(Referring expression data)
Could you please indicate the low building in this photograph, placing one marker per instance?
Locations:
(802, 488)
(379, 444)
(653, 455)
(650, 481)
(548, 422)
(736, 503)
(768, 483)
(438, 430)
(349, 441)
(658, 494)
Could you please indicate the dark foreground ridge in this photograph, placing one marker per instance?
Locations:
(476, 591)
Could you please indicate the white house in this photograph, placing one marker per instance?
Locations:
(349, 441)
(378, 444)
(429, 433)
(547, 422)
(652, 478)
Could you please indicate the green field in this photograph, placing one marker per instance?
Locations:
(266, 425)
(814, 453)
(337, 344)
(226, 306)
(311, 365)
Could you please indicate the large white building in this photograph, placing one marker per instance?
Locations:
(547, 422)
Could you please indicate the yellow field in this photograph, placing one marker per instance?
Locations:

**What you will do:** All lines from the one that contains "Could you please indicate the dark" to the end of the records above are to be copied exactly; leave out the rest.

**Response:**
Could you please indicate the dark foreground ridge in this photograph, placing one marker per instance?
Locations:
(476, 591)
Could you please indicate the white house in this photograph, placing one marker per instance?
Locations:
(349, 441)
(378, 444)
(429, 433)
(547, 422)
(652, 478)
Could you please indicate the green field in this photograph, placing one marker per instance?
Locations:
(266, 425)
(814, 453)
(337, 344)
(226, 306)
(311, 365)
Could you please indicate the large white building in this photograph, placing one marker per instance?
Locations:
(547, 422)
Could you please indicate the yellow field in this photograph, placing one marker per instance?
Locations:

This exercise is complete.